TEXTAUSZUG:
^^^^^^^^^^^^^^^^

Eine Kombination von Muskelbewegungen im Kehlkopf und Veränderungen des subglottischen Drucks (Luftdruck unter den Stimmlippen) erzeugt periodische Schwankungen:

  • Tonhöhe (Grundfrequenz): Leichte Schwankungen in der Frequenz, die als kleine Tonhöhenschwankungen wahrgenommen werden.
  • Amplitude: Veränderungen in der Lautstärke, die während des Singens auftreten.
  • Timbre: Der Wechsel der Klangfarbe, verursacht durch die Bewegung der Obertöne durch verschiedene Vokalresonanzen.

Vibrato-Arten

Laut Johan Sundberg, einem der führenden Wissenschaftler im Bereich der Stimmforschung, gibt es zwei Haupttypen von Vibrato:

  1. Frequenzmoduliertes Vibrato: Hier schwankt die Tonhöhe, während die Lautstärke stabil bleibt.
  2. Amplitudenmoduliertes Vibrato: Die Lautstärke variiert, während die Tonhöhe konstant bleibt.

Beide Arten haben ihre spezifischen Anwendungen und können verschiedene emotionale oder technische Effekte hervorrufen.

Non-Vibrato (Straight Tone)

Im Gegensatz zum Vibrato bleibt beim Non-Vibrato-Gesang die Tonhöhe relativ stabil. Obwohl es theoretisch keinen völlig „geraden“ Ton gibt, da immer kleine Schwankungen auftreten, wird Non-Vibrato genutzt, um einen klaren, direkten Klang zu erzeugen, der besonders in Pop, Rock, Jazz und modernen Musicaln verwendet wird.

^^^^^^^^^^^^^^^^

ERFASSTE DATEN:

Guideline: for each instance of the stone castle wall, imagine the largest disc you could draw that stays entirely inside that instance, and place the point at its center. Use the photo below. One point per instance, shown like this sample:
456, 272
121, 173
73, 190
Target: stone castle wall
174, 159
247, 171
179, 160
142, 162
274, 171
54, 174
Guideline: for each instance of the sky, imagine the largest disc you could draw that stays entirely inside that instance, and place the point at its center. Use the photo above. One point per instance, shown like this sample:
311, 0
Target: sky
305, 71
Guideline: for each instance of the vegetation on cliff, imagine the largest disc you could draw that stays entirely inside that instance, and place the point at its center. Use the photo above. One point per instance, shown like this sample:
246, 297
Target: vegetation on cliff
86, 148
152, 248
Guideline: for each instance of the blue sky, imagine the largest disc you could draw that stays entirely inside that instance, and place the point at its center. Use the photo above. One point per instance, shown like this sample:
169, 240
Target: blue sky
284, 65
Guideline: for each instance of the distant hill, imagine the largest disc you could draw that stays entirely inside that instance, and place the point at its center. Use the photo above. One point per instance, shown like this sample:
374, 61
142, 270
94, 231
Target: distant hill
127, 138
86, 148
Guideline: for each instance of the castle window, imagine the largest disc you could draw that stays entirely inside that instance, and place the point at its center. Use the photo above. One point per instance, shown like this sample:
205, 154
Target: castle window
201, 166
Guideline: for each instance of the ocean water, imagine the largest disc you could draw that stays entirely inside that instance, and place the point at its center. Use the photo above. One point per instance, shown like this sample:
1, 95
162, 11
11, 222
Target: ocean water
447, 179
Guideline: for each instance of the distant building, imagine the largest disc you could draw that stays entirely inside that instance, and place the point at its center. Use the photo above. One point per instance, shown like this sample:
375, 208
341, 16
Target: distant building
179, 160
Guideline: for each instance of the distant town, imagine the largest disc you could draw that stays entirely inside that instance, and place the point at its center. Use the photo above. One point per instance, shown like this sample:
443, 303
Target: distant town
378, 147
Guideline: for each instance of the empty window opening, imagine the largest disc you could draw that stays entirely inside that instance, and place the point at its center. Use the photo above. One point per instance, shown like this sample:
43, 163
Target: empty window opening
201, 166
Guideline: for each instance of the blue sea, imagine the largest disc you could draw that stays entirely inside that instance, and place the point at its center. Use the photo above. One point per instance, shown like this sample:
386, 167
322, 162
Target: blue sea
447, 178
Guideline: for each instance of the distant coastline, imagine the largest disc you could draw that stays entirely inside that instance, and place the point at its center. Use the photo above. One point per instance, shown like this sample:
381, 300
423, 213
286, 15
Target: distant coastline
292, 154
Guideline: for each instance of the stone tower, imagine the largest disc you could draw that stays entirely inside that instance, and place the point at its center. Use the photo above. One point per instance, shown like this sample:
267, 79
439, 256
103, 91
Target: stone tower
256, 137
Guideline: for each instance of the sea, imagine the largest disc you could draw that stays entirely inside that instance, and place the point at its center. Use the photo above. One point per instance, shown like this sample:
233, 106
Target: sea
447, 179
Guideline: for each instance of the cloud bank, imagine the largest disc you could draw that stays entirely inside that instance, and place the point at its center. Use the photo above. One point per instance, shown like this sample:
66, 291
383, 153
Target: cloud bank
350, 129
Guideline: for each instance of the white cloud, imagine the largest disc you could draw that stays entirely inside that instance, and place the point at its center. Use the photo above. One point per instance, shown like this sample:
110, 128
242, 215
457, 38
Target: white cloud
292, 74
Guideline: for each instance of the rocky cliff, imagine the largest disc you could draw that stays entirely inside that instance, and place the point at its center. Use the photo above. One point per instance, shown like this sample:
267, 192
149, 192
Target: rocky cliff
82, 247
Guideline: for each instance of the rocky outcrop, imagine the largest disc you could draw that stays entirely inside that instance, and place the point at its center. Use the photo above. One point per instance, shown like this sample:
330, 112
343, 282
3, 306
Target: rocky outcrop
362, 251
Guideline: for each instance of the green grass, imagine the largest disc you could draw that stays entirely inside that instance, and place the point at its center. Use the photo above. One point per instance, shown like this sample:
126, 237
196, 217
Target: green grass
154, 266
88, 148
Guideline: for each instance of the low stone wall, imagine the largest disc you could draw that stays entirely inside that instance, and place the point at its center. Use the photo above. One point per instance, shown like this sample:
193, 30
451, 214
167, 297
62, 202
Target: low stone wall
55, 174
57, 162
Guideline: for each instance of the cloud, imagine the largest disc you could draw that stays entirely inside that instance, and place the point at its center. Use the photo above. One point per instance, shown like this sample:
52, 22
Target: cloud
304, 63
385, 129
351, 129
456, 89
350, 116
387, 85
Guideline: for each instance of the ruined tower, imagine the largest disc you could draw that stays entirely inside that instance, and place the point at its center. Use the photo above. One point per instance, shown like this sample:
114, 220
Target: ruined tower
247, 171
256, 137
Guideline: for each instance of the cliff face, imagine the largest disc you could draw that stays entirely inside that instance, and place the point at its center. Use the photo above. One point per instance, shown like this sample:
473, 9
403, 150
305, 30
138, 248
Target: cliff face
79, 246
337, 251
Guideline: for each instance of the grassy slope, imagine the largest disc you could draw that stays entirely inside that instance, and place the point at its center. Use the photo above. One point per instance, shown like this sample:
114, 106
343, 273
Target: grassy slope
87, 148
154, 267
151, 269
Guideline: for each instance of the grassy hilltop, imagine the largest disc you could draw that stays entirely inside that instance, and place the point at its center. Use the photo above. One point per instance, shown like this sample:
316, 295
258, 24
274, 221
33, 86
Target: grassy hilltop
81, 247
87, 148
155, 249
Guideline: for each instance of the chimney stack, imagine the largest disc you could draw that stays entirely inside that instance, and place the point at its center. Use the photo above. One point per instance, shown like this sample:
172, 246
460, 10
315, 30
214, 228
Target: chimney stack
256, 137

^^^^^^^^^^^^^^^^

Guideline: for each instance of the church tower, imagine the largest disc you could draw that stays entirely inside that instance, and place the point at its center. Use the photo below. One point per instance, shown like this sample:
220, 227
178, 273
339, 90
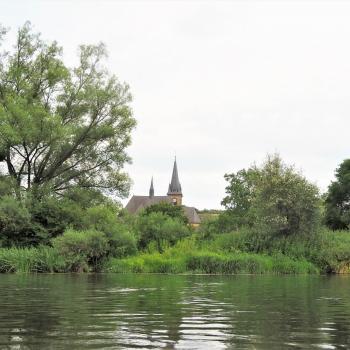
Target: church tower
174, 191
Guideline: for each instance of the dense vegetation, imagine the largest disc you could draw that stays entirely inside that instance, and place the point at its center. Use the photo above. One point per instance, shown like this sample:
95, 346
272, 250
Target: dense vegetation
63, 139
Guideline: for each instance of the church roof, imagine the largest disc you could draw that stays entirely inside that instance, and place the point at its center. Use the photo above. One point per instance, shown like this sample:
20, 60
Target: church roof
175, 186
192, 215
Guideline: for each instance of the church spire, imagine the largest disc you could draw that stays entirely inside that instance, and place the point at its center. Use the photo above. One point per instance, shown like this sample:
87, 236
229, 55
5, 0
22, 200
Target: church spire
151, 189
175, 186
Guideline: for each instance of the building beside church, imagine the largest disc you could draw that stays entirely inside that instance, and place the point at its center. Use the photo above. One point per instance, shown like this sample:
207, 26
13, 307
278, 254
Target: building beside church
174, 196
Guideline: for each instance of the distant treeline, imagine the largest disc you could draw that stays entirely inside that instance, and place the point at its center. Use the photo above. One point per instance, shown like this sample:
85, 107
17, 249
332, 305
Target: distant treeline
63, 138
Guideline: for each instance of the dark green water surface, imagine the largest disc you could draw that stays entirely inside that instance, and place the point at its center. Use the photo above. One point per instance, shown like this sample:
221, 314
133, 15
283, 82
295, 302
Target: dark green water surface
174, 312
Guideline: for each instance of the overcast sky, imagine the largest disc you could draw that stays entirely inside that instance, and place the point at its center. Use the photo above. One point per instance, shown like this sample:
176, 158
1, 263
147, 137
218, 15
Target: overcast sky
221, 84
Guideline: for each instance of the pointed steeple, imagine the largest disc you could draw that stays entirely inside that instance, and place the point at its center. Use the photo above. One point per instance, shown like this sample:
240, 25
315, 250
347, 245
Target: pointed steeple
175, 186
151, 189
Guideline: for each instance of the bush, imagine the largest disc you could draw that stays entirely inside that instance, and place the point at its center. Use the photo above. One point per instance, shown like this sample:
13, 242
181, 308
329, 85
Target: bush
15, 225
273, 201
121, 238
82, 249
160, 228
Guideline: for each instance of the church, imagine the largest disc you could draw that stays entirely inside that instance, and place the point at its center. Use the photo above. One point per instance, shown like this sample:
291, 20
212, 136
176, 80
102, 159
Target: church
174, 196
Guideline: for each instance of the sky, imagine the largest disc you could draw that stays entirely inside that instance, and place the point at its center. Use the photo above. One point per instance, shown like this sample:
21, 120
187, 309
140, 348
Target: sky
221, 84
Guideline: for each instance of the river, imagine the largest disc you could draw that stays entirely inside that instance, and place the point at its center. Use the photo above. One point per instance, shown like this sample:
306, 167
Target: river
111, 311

^^^^^^^^^^^^^^^^

ZU ERLEDIGENDE AUFGABEN:
• A. Welche zwei Haupttypen von Vibrato gibt es laut Johan Sundberg im Text über Vibrato?
• B. Schreib aus dem Text über Vibrato die Stelle von „Eine Kombination von“ bis „Tonhöhenschwankungen wahrgenommen werden.“ Wort für Wort ab.
Die Datensätze werden hier nicht gebraucht.

LÖSUNGEN:
• A. Frequenzmoduliertes Vibrato und amplitudenmoduliertes Vibrato.

• B.
Eine Kombination von Muskelbewegungen im Kehlkopf und Veränderungen des subglottischen Drucks (Luftdruck unter den Stimmlippen) erzeugt periodische Schwankungen:

  • Tonhöhe (Grundfrequenz): Leichte Schwankungen in der Frequenz, die als kleine Tonhöhenschwankungen wahrgenommen werden.